━━━ Artigo ━━━
O Tribunal Superior do Trabalho, ao revisar a Súmula 331, acresceu o inciso V com o fito de adequar seu entendimento com os ditames estabelecidos pelo Supremo Tribunal Federal, ressaltando que não será mais viável atribuir responsabilidade subsidiária ao Poder Público com base no argumento genérico de que não foi observado o dever de fiscalização dos contratos, conforme se extrai da leitura da referida Súmula:
Súmula 331:
CONTRATO DE PRESTAÇÃO DE SERVIÇOS. LEGALIDADE
I – A contratação de trabalhadores por empresa interposta é ilegal, formando-se o vínculo diretamente com o tomador dos serviços, salvo no caso de trabalho temporário.
II – A contratação irregular de trabalhador, mediante empresa interposta, não gera vínculo de emprego com os órgãos da administração pública direta, indireta ou fundacional.
━━━ Conjunto de dados ━━━
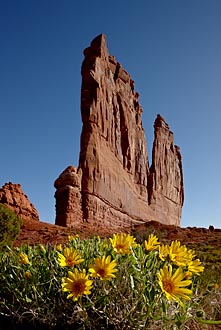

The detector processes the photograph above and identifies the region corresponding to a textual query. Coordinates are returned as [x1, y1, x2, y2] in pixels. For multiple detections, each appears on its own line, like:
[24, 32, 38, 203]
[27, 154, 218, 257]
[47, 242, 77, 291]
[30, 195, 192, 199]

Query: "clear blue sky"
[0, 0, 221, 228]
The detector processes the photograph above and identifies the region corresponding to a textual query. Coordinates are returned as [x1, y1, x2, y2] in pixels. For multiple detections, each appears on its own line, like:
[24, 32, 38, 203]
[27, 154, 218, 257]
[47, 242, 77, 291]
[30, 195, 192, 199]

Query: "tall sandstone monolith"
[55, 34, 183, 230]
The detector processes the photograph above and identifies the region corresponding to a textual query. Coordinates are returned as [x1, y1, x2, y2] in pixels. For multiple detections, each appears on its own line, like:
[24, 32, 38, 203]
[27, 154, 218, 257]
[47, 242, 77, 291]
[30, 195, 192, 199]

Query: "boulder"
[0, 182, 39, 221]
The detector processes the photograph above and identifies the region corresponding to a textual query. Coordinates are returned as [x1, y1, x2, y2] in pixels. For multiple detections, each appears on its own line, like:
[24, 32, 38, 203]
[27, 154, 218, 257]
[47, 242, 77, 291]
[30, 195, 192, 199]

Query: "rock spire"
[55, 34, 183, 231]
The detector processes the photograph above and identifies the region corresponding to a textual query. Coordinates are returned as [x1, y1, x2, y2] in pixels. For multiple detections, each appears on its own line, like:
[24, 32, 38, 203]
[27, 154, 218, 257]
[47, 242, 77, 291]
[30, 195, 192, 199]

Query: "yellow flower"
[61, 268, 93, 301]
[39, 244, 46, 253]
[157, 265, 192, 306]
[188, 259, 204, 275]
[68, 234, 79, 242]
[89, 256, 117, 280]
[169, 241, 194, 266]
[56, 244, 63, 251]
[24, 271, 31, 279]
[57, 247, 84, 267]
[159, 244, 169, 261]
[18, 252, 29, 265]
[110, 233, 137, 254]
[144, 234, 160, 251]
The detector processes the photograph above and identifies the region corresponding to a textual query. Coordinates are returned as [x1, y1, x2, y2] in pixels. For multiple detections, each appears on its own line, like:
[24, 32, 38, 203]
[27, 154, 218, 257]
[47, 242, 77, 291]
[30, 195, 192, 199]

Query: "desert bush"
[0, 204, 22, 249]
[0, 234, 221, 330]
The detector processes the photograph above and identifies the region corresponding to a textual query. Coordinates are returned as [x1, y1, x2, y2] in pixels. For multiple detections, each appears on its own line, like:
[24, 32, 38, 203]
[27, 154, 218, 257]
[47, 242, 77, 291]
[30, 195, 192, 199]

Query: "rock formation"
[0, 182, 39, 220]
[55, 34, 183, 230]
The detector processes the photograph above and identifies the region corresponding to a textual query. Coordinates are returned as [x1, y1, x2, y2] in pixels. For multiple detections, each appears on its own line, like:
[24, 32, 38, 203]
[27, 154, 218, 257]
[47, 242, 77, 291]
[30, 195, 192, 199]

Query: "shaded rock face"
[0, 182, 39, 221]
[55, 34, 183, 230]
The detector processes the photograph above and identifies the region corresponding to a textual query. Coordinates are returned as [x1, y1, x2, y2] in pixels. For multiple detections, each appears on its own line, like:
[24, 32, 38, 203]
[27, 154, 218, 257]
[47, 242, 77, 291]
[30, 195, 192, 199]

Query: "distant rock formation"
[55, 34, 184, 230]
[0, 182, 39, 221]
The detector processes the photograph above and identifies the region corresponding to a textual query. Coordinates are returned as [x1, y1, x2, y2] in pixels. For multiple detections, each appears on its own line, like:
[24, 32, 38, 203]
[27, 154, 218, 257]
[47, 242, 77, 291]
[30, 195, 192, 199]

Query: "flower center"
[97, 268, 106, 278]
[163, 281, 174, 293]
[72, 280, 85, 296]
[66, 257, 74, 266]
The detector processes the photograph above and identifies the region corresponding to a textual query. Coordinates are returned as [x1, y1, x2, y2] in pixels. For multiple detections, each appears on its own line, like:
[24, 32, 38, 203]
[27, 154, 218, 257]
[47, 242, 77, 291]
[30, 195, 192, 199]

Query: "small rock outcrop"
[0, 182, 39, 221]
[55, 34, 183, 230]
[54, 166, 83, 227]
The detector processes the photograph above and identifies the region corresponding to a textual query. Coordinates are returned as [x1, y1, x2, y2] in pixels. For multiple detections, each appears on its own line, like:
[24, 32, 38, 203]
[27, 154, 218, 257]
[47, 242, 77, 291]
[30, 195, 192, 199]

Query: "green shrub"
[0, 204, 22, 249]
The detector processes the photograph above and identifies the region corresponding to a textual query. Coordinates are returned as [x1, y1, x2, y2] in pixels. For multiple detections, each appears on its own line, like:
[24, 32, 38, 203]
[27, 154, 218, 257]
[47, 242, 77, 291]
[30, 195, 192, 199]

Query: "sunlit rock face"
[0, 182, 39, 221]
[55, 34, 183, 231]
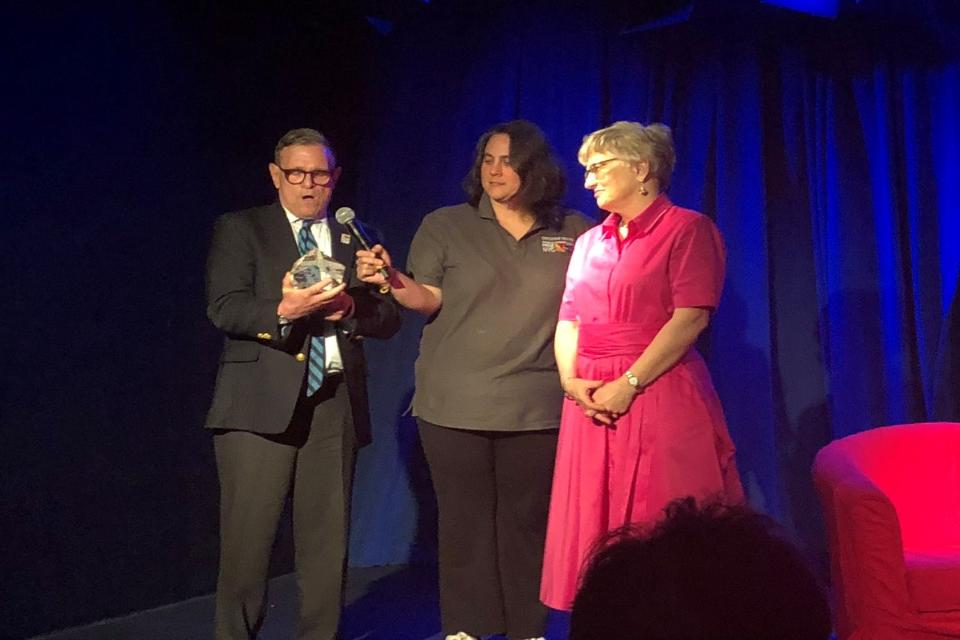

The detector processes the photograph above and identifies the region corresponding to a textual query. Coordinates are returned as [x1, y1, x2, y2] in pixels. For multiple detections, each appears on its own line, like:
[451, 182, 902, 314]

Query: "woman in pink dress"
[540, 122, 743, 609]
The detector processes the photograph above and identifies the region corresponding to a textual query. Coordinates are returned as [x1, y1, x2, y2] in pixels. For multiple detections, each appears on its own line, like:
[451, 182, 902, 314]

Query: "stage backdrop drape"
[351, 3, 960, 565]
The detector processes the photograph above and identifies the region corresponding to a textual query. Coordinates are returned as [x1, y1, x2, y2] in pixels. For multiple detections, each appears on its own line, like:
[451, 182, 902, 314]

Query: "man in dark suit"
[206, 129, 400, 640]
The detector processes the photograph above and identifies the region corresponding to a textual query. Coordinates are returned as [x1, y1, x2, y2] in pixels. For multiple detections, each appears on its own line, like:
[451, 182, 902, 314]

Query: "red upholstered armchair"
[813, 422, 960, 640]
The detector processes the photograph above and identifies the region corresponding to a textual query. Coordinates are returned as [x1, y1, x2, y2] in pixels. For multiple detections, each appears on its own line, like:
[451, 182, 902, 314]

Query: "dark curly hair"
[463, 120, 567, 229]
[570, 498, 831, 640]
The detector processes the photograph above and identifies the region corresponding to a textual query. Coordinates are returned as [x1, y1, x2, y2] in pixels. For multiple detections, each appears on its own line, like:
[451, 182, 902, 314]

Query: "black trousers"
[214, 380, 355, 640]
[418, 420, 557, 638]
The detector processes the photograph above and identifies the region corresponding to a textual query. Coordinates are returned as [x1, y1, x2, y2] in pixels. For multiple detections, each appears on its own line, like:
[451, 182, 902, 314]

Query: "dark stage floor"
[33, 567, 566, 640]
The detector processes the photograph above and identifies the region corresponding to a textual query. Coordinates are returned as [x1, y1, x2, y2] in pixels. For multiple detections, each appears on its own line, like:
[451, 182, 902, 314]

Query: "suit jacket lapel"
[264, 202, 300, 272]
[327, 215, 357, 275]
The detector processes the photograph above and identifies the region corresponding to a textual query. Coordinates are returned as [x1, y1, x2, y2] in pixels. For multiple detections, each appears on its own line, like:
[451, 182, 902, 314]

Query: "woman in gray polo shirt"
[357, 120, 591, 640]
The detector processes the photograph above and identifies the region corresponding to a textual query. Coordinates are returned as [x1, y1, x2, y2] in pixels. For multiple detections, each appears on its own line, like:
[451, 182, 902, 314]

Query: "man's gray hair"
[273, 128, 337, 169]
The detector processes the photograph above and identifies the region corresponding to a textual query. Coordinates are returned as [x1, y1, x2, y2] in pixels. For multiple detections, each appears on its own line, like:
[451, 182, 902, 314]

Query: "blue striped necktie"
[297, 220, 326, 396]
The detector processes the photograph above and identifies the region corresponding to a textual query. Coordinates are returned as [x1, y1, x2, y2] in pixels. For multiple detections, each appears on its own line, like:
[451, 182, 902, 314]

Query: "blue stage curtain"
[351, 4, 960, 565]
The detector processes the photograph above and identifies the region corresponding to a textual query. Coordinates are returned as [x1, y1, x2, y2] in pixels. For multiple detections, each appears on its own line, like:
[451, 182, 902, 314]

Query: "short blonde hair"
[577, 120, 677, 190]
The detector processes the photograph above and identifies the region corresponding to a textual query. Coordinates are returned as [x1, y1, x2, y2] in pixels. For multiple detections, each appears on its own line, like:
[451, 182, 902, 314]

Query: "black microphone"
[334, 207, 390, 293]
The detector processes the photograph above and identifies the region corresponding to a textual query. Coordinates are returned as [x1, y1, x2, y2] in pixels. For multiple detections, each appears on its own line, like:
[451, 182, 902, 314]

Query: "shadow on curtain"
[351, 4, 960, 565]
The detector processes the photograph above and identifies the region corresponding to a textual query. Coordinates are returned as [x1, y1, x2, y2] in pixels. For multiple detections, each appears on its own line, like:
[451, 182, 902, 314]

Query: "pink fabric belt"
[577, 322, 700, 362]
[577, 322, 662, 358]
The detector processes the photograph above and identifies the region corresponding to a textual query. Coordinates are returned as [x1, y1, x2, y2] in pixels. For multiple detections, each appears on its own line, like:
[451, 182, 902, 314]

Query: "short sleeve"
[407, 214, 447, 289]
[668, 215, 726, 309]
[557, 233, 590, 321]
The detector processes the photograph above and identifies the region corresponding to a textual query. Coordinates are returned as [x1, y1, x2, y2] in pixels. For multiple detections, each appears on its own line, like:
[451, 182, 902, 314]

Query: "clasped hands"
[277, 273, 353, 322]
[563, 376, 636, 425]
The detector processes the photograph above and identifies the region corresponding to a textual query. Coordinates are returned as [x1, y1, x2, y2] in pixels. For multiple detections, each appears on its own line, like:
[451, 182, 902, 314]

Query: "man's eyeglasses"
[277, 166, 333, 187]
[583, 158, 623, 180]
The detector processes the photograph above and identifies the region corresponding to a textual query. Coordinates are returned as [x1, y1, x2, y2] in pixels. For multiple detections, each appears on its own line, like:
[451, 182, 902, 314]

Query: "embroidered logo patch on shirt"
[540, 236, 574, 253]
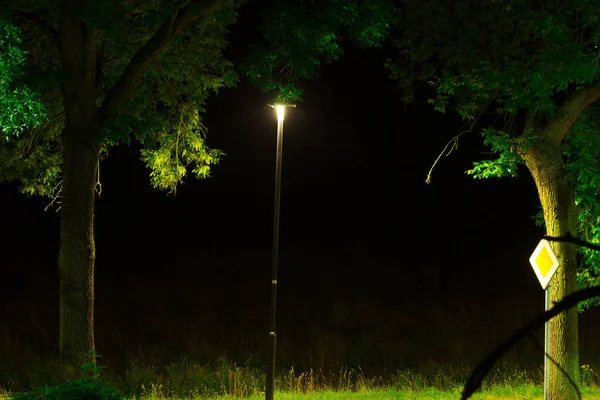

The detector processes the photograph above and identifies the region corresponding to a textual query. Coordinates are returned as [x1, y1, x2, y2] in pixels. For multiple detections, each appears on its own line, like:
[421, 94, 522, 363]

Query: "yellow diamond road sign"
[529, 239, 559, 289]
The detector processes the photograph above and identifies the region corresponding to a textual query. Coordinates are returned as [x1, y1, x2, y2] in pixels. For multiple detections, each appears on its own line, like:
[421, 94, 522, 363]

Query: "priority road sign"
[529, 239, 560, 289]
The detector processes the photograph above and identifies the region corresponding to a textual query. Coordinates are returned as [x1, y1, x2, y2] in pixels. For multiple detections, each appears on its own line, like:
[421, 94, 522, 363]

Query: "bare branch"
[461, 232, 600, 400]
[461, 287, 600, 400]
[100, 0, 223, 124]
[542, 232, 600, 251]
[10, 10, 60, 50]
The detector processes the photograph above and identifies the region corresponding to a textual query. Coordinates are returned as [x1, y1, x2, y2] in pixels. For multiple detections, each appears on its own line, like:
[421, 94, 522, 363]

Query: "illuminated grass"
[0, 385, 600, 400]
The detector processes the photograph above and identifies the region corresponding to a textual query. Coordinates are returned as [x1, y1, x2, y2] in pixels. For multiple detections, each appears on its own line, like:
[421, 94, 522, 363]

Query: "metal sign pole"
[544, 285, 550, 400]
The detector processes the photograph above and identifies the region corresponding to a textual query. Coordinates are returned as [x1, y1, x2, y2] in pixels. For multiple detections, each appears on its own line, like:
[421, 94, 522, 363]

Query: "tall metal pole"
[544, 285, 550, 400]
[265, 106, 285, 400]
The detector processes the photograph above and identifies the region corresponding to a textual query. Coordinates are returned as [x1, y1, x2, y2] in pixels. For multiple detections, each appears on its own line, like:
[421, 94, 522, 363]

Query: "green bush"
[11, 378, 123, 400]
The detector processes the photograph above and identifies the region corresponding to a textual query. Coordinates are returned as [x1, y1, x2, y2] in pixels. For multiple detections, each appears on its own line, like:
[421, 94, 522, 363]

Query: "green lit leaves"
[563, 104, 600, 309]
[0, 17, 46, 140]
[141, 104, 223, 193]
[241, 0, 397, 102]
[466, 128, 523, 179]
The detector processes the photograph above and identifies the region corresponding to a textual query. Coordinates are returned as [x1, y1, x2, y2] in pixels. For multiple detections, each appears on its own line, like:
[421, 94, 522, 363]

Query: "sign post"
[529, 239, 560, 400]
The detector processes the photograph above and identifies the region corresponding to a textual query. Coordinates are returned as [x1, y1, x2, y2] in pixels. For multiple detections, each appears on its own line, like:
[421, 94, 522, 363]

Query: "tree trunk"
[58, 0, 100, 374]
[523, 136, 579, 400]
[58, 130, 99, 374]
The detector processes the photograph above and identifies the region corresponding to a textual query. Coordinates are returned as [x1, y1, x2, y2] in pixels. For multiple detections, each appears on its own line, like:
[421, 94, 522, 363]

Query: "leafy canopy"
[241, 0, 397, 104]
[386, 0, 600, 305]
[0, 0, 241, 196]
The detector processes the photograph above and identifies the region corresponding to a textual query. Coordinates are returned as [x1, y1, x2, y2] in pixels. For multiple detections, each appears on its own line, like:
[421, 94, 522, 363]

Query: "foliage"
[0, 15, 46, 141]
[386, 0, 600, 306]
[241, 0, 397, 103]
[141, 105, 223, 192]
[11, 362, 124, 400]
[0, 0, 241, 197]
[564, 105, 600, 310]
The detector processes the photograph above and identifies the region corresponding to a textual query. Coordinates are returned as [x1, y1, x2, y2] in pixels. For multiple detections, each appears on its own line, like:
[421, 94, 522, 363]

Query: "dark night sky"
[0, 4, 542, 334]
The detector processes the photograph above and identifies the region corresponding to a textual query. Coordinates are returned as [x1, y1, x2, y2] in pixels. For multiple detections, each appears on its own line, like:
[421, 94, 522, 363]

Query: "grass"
━━━
> **Exercício proposto A**
Atualize o trecho do artigo sobre a Súmula 331, tudo desde "O Tribunal Superior" descendo até "indireta ou fundacional.", trocando "empresa interposta" por "empresa intermediária".
> **Exercício proposto B**
Responda com base no artigo sobre a Súmula 331:
(i) Que inciso o Tribunal Superior do Trabalho acrescentou ao revisar a Súmula 331?
(ii) Pelo inciso I, em que caso a contratação por empresa interposta não forma vínculo diretamente com o tomador dos serviços?
(iii) Pelo inciso II, com quais órgãos a contratação irregular de trabalhador não gera vínculo de emprego?
> **Exercício proposto C**
Prossiga com o artigo sobre a Súmula 331 do Tribunal Superior do Trabalho, a partir da última frase apresentada.

> **Resposta do exercício A**
O Tribunal Superior do Trabalho, ao revisar a Súmula 331, acresceu o inciso V com o fito de adequar seu entendimento com os ditames estabelecidos pelo Supremo Tribunal Federal, ressaltando que não será mais viável atribuir responsabilidade subsidiária ao Poder Público com base no argumento genérico de que não foi observado o dever de fiscalização dos contratos, conforme se extrai da leitura da referida Súmula:
Súmula 331:
CONTRATO DE PRESTAÇÃO DE SERVIÇOS. LEGALIDADE
I – A contratação de trabalhadores por empresa intermediária é ilegal, formando-se o vínculo diretamente com o tomador dos serviços, salvo no caso de trabalho temporário.
II – A contratação irregular de trabalhador, mediante empresa intermediária, não gera vínculo de emprego com os órgãos da administração pública direta, indireta ou fundacional.

> **Resposta do exercício B**
(i) O inciso V.
(ii) No caso de trabalho temporário.
(iii) Com os órgãos da administração pública direta, indireta ou fundacional.

> **Resposta do exercício C**
III – Não forma vínculo de emprego com o tomador a contratação de serviços de vigilância e de conservação e limpeza, bem como a de serviços especializados ligados à atividade-meio do tomador, desde que inexistente a pessoalidade e a subordinação direta.
IV – O inadimplemento das obrigações trabalhistas, por parte do empregador, implica a responsabilidade subsidiária do tomador de serviços quanto àquelas obrigações, desde que haja participado da relação processual e conste também do título executivo judicial.
V – Os entes integrantes da administração pública direta e indireta respondem subsidiariamente, nas mesmas condições do item IV, caso evidenciada a sua conduta culposa no cumprimento das obrigações da Lei n. 8.666/93, especialmente na fiscalização do cumprimento das obrigações contratuais e legais da prestadora de serviço como empregadora. A aludida responsabilidade não decorre de mero inadimplemento das obrigações trabalhistas assumidas pela empresa regularmente contratada.(grifo nosso)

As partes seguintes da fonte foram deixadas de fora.